## Data section
<<<<

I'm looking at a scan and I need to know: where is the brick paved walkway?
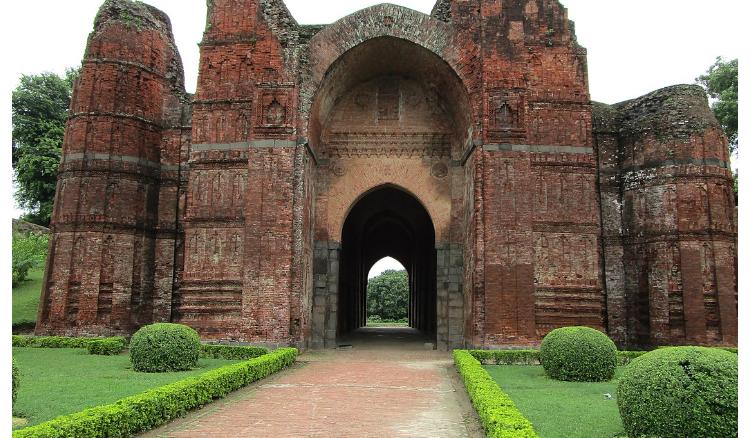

>>>>
<<<<

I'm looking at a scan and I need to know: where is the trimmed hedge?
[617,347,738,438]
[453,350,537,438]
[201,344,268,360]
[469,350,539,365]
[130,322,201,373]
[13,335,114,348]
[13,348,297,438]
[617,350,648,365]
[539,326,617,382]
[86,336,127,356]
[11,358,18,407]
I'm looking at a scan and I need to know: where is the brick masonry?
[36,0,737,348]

>>>>

## Given request
Reproduce the data from the line containing "the trimmed hedge?" through the line containing "[36,0,737,348]", substituting "image" for "scan" and keeping everything else the same.

## Answer for this exercise
I'm looking at a image and I need to know: where is the trimmed hedge?
[617,347,738,438]
[453,350,537,438]
[201,344,268,360]
[469,350,539,365]
[130,322,201,373]
[13,335,114,348]
[13,348,297,438]
[617,350,648,365]
[539,326,617,382]
[86,336,127,356]
[11,358,18,407]
I'm looking at a image and I need to know: where is the brick masonry?
[36,0,737,348]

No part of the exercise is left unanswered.